◆ **PROBLEM STATEMENT**
Transcribe every line of the listing below word for word, and leave the pictures out of your copy.

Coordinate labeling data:
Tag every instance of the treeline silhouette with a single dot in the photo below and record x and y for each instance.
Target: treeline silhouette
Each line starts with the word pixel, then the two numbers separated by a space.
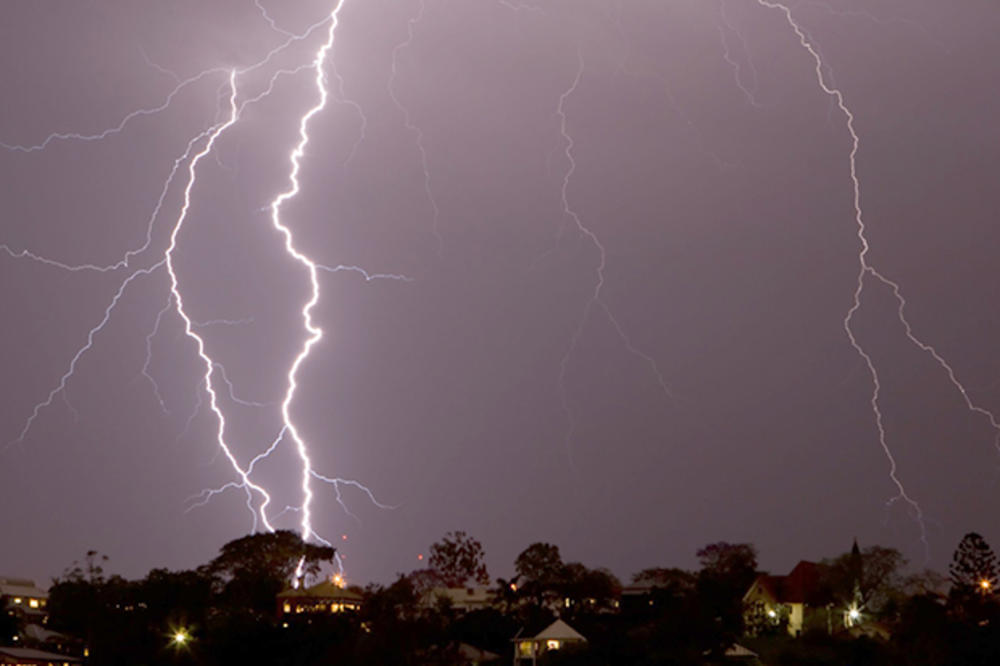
pixel 226 611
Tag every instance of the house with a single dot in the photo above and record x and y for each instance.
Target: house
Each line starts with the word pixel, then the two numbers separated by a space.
pixel 798 598
pixel 556 636
pixel 30 657
pixel 24 598
pixel 330 596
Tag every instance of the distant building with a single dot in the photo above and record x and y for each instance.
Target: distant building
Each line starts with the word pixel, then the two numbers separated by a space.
pixel 325 597
pixel 796 598
pixel 463 599
pixel 556 636
pixel 24 598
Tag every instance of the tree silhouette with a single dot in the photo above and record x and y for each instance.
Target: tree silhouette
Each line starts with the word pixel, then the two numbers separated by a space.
pixel 458 558
pixel 973 574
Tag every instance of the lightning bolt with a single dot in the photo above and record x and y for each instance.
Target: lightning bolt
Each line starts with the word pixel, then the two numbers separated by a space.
pixel 315 333
pixel 866 269
pixel 410 127
pixel 596 298
pixel 178 300
pixel 726 27
pixel 198 148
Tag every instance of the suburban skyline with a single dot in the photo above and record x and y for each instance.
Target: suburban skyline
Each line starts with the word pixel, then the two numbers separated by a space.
pixel 623 278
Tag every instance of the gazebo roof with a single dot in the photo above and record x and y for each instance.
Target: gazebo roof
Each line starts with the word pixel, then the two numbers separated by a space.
pixel 559 631
pixel 325 590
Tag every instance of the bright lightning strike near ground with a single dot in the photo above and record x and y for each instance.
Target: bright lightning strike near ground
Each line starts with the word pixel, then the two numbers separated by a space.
pixel 867 271
pixel 258 497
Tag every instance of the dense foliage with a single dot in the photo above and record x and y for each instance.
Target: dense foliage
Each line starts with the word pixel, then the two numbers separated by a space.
pixel 227 609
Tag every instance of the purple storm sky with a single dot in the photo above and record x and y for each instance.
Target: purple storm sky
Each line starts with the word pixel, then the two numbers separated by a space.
pixel 697 146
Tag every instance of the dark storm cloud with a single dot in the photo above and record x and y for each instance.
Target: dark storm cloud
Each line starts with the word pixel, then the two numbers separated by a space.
pixel 732 255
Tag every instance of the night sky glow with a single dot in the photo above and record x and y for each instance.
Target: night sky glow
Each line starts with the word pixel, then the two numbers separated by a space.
pixel 627 277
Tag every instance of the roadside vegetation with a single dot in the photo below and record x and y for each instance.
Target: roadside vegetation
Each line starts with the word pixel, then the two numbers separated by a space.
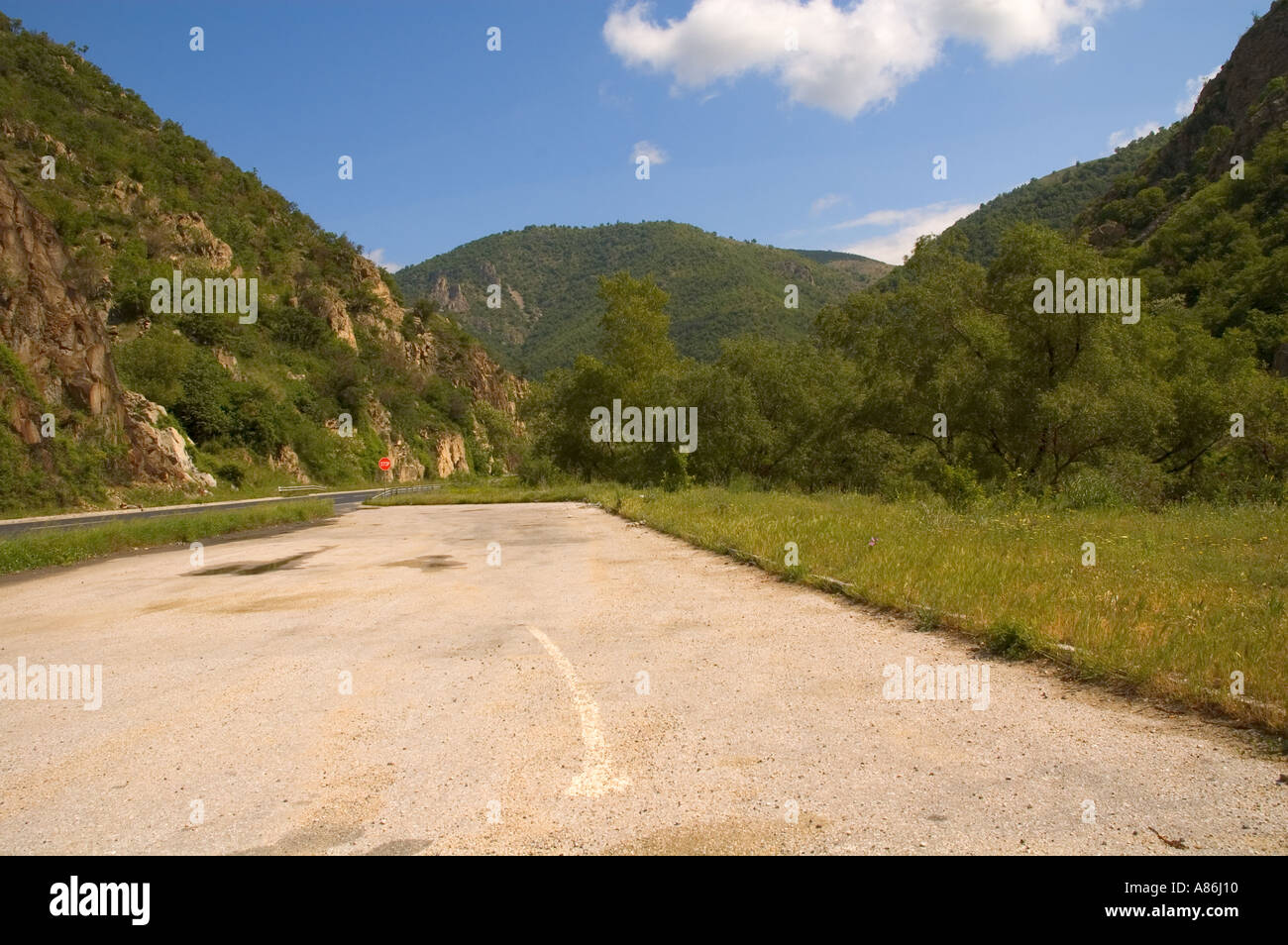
pixel 1176 602
pixel 50 548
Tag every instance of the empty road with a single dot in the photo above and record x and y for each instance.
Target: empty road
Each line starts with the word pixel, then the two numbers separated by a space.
pixel 377 685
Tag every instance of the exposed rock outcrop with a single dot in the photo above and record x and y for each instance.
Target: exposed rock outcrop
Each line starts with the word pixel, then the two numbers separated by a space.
pixel 159 452
pixel 449 297
pixel 63 347
pixel 451 455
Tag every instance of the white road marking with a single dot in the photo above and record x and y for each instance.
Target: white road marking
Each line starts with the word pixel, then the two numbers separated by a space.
pixel 596 769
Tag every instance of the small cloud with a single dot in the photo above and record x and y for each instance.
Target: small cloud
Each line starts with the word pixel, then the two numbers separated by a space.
pixel 845 56
pixel 1124 137
pixel 911 223
pixel 651 151
pixel 825 202
pixel 377 257
pixel 1193 86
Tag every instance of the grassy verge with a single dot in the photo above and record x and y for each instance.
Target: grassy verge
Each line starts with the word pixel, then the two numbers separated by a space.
pixel 42 549
pixel 1175 602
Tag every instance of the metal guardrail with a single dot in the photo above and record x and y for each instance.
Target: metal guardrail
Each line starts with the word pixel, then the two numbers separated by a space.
pixel 402 489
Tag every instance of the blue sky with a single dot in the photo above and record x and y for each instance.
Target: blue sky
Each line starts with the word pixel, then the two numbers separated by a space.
pixel 824 146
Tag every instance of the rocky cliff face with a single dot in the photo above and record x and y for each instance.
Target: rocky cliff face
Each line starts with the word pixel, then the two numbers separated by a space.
pixel 1235 98
pixel 63 347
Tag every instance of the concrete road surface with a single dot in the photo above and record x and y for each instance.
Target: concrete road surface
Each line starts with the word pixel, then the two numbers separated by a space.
pixel 376 686
pixel 9 528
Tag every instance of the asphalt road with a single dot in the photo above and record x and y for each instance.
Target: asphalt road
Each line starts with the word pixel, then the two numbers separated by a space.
pixel 344 502
pixel 375 685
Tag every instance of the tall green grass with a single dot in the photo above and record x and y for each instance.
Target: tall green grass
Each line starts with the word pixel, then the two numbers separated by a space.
pixel 1176 602
pixel 67 546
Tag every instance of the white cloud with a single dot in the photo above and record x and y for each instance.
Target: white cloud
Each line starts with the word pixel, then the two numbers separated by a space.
pixel 846 58
pixel 911 223
pixel 1193 86
pixel 651 151
pixel 825 202
pixel 1124 137
pixel 377 257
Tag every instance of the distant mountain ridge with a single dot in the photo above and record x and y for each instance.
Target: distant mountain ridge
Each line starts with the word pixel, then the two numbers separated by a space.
pixel 548 275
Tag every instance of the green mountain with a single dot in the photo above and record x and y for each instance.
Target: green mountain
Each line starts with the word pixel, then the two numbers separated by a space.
pixel 1055 200
pixel 548 277
pixel 1205 218
pixel 101 197
pixel 1196 210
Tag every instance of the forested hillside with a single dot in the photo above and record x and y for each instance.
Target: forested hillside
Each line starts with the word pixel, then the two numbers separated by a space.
pixel 1055 200
pixel 129 198
pixel 719 287
pixel 947 378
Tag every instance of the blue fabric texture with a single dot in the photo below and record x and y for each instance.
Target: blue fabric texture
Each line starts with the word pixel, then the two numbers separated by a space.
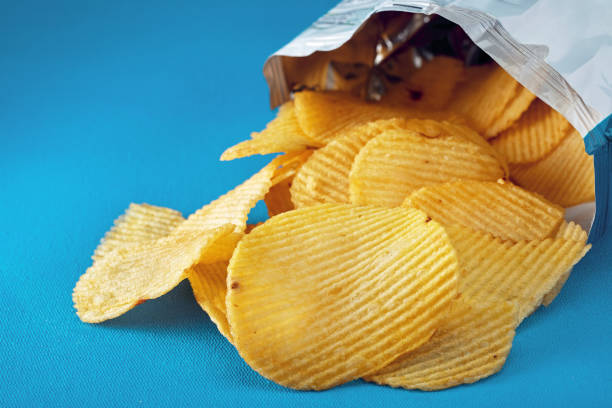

◆ **RESPONSE TO THIS TASK**
Tag every instance of the treeline silhouette with a single dot in the photo below and record x and y for each instance.
Target: treeline silhouette
Each line starts with the word pixel, then the two numbers separated by a space.
pixel 226 611
Tag every instance of the house with a single dot in the photo above and record x and y for each instance.
Target: house
Each line starts with the word pixel, then the two numbers separated by a space.
pixel 798 598
pixel 556 636
pixel 30 657
pixel 24 598
pixel 330 596
Tag every instance of the distant building with a single dot in the photo above and record x and y for each instance.
Target: distant building
Each line starts with the word pixel, then the two numbers separated by a space.
pixel 325 597
pixel 796 598
pixel 463 599
pixel 556 636
pixel 24 598
Tag every instance of the tree silhouette with a single dot in the photo above and record x and y for each instance.
Target: tree silhouette
Each line starts with the word pixel, then the two numbers separated by a space.
pixel 458 558
pixel 973 574
Tag every instance of the lightning bolt with a single dot in the photo above and record x and y for each instance.
Target: lightning bolt
Each line starts with the word pixel, then the two numbers separated by a space.
pixel 315 333
pixel 866 269
pixel 410 127
pixel 596 298
pixel 178 300
pixel 726 27
pixel 198 148
Tag every instance of the suburban skyline with a single dot in the photo above and record x and y for each instance.
Target: suburban skyline
Each line starts with the word pixel, then the two numbers separated by a space.
pixel 623 278
Tag every instance of the gazebo roof with a single dot in the photo above and record x and y for each instance.
Target: gazebo roof
Each line starts with the word pixel, then the two numbers separated by a space.
pixel 559 631
pixel 325 590
Tag every instance of the bright lightning strike near ground with a single dot in the photo above and record x and y for each instance.
Target: bright lightning strike near ground
Each line starts with the word pixel, then the two numbers separated by a space.
pixel 867 271
pixel 258 497
Tag every instance of the dense foliage with a single dot in the photo above and record x and y for each instance.
Target: dense foliage
Each line starts with the word pixel, then the two numbers separated by a space.
pixel 227 609
Tag every instance of the purple storm sky with a single dot in the photo above and record x and y for each instance.
Target: purple storm sky
Each line starts with the word pixel, then the two numbers separated by a space.
pixel 697 146
Tag every instance of the dark storm cloud with a single dot in the photo above and record x and y for each instance.
Target: dark storm cloud
Each line starts with the word pixel, then the two numbers separated by a space.
pixel 732 255
Tag every instance of the night sky glow with a single dot in the photo above and record x and y for each instance.
Target: night sky glow
Each line starts with the word pixel, then the two numbers separated by a space.
pixel 627 277
Tag every instance of the roadside vegetation with a single dot in the photo below and record x and y for each instance.
Target: roadside vegetation
Each line starts with the word pixel, then the two numbers separated by a space.
pixel 1176 602
pixel 50 548
Tag every instance of the empty road with a single dot in the photo above and record x and y for each instance.
Target: empty road
Each line starts with the word pixel, then the two numbers separated by a space.
pixel 377 685
Tag every instance of the exposed rock outcrop with a single dot in the photo above and record x and y for each instance.
Target: exposed rock outcrop
Each line starts with the word pixel, then the two numbers separated by a space.
pixel 159 452
pixel 449 297
pixel 63 347
pixel 451 455
Tag every instance of the white road marking with a single dot in the photo above and record x and y for each instance.
Target: white road marking
Each line starts with the word pixel, then the two numbers separated by a space.
pixel 596 769
Tag every instance of the small cloud with a single dot in the photo above and record x and y for each instance.
Target: small cloud
Each line starts with the word pixel, then the two numbers separated by a space.
pixel 845 56
pixel 1124 137
pixel 911 223
pixel 651 151
pixel 825 202
pixel 377 257
pixel 1193 86
Tag every instance of the grassy verge with a single dot in the photo above and record x and y for each instance.
Target: grassy verge
Each line starts with the word pixel, then the two numbers separated by a space.
pixel 42 549
pixel 1175 602
Tag every instance of the metal guardrail with a single dot in the photo above and record x and y for each instance.
Target: metal guardrail
Each line starts with the word pixel, then the two numbers separated by a space.
pixel 402 489
Tag every instance of the blue sky with a single dot in the photo above and record x and y for each instance.
Target: blue sky
Each line starts with the word pixel, then the two numbers separated by a space.
pixel 824 146
Tag every instance of the rocky cliff face with a single dot in the photo above and record x and y for each instance.
Target: rocky cliff face
Each line starts with the word pixel, then the two numbers separated by a space.
pixel 1235 98
pixel 63 347
Tag every instance of the concrete road surface with a single dot in the photo above and record x and y for each instance.
Target: concrete road surface
Each line starts with the word pixel, then the two numbers separated by a space.
pixel 376 686
pixel 9 528
Tag every instance of the asphalt road with a single dot in the photo above and record x and y for each instance.
Target: asphalt road
Each line starts with the word pixel, then the two numbers separated by a space.
pixel 344 502
pixel 375 685
Tag every instance of the tall green grass with a single dot in the photo above and record x and y for each instance.
Target: tall green grass
Each line starts with the word pixel, then the two numbers separated by a space.
pixel 1176 602
pixel 67 546
Tag every instance of the white cloud with a single dot in the photo above and record x and y for each instance.
Target: white cloud
Each line starts with the word pixel, then the two numbers separated by a space.
pixel 846 58
pixel 911 223
pixel 1193 86
pixel 651 151
pixel 825 202
pixel 1124 137
pixel 377 257
Tag every instance of the distant mountain ridge with a single dot in the photo above and record x and y for each instance.
Target: distant mountain ridge
Each line starts with the word pixel, then the two numbers separated by a space.
pixel 548 275
Tag every instance of the green mountain with a single dot in the photo above and record x and y for each instance.
Target: green mountain
Each line starts with the word pixel, then the two numbers separated by a space.
pixel 1055 200
pixel 548 277
pixel 1205 218
pixel 101 197
pixel 1196 210
Tag every instance of the forested hillside with a single dot in the photo above and record x and y for each instance.
Target: forested hillside
Each line starts with the word pixel, then the two numbers separated by a space.
pixel 1055 200
pixel 129 198
pixel 719 287
pixel 947 378
Tag every instance of the blue fabric texture with a single dot in the photo below and record x and y for each instance.
Target: blue fabric texture
Each line starts with the word pixel, then the two numbers separated by a space.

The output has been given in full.